(Required work) Extract the line that contains "Where can the asphalt" and every line after it to the end of the records below, exactly as written and nothing else.

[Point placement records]
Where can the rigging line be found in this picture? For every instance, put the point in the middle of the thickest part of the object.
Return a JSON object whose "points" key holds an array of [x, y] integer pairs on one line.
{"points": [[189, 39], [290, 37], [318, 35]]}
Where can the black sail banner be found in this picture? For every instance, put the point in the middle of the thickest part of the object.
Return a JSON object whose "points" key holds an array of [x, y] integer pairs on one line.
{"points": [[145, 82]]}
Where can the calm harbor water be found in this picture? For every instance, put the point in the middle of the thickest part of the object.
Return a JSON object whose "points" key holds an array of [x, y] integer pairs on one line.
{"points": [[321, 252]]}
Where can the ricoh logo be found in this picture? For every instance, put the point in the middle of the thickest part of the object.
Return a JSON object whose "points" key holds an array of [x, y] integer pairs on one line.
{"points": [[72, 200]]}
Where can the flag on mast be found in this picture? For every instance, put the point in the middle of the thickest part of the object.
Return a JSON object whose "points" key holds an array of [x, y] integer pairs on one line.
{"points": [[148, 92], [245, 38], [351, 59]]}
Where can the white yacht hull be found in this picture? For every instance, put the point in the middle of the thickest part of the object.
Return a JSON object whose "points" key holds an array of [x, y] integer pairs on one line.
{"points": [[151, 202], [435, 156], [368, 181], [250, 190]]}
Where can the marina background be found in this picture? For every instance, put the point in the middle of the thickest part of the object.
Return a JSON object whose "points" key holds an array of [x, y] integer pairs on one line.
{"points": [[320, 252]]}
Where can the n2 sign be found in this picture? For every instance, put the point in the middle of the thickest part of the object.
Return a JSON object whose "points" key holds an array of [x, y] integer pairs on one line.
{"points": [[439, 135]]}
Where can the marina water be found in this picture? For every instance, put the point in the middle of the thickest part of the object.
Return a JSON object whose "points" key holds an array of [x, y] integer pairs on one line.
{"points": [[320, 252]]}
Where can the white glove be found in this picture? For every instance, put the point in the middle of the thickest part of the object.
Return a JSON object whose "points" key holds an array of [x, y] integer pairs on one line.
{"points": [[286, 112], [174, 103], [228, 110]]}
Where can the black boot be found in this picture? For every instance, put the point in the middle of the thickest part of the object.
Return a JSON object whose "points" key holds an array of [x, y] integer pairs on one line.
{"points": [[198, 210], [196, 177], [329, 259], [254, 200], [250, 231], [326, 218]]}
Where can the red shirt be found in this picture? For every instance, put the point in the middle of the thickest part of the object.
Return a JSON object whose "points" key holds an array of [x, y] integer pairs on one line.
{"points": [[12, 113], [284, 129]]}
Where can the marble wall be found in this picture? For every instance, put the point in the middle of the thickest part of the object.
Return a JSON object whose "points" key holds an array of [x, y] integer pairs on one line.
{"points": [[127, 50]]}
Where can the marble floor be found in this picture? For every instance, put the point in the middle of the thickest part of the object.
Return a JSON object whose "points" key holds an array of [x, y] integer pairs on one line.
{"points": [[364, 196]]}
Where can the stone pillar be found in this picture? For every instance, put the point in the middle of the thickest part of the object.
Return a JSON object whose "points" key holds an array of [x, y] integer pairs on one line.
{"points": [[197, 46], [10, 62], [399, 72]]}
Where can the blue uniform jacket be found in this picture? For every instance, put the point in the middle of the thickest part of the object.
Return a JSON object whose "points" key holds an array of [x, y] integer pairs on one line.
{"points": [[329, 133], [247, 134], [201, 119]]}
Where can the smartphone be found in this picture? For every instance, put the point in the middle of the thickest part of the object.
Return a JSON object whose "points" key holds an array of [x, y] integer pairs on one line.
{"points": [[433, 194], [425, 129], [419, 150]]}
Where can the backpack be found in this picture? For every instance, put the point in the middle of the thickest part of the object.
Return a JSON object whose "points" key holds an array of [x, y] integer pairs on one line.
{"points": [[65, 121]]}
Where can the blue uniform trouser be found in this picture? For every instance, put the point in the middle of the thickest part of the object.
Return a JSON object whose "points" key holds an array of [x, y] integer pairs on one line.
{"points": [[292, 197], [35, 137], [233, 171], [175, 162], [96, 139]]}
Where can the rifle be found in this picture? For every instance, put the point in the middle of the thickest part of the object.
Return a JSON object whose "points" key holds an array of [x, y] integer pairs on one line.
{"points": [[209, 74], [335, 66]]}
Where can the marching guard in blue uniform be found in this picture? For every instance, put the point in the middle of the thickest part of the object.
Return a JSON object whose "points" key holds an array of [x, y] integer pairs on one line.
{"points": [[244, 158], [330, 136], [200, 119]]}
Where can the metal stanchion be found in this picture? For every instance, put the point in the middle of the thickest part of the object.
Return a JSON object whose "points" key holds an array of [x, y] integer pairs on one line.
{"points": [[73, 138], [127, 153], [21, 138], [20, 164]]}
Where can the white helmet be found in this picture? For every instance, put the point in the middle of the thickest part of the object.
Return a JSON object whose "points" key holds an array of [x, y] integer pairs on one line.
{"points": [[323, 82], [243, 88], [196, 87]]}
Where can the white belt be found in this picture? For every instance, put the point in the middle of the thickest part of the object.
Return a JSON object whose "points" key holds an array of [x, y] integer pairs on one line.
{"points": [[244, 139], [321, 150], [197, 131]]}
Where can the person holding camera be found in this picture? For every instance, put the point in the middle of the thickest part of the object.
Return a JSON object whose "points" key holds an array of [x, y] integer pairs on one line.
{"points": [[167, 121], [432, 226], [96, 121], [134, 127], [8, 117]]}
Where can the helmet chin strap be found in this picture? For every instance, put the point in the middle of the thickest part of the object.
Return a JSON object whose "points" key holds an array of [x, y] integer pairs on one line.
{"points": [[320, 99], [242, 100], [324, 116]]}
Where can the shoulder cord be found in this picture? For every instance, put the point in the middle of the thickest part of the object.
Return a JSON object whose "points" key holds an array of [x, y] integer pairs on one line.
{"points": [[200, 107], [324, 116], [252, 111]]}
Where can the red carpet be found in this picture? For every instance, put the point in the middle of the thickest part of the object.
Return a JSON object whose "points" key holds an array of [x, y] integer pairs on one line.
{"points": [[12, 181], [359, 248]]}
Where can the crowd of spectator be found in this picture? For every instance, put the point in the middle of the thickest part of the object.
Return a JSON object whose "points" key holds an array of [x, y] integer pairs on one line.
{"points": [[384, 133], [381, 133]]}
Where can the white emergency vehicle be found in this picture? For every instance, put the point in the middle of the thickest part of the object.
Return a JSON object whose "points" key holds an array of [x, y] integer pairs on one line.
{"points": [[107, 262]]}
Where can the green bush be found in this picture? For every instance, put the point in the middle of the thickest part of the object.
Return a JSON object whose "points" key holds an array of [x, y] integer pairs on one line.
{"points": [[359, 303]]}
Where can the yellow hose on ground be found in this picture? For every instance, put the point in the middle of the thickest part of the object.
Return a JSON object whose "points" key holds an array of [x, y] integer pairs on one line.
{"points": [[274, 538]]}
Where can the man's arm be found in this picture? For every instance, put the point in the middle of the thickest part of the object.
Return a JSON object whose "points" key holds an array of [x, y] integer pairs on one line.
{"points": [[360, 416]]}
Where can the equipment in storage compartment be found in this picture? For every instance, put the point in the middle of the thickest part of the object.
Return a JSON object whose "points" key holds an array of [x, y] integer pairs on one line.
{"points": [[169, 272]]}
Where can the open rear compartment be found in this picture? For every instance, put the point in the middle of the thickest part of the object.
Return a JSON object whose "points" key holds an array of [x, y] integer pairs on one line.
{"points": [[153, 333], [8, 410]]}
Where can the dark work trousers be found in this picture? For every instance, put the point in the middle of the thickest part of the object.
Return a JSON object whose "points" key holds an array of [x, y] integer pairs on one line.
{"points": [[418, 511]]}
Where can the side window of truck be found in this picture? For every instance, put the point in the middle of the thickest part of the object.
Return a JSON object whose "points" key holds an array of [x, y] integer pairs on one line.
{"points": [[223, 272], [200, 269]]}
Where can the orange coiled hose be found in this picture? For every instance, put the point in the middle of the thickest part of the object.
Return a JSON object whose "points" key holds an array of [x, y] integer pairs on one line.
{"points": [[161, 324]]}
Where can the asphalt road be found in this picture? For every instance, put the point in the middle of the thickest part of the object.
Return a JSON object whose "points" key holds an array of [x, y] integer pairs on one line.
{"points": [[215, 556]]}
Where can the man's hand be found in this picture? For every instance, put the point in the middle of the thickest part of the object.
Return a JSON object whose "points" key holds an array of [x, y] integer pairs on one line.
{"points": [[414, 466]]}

(Output below)
Where can the asphalt road be found in this picture? For every instance, put the point in the middle of the thickest part of the object.
Return a JSON object whose "points" key holds an array of [x, y] integer pairs on one line.
{"points": [[215, 556]]}
Where can the man's hand be found in this picture? For every instance, put the point in the middle of the thickest part of the object.
Return a JSON object whose "points" key holds an array of [x, y] integer pairs on one line.
{"points": [[414, 466]]}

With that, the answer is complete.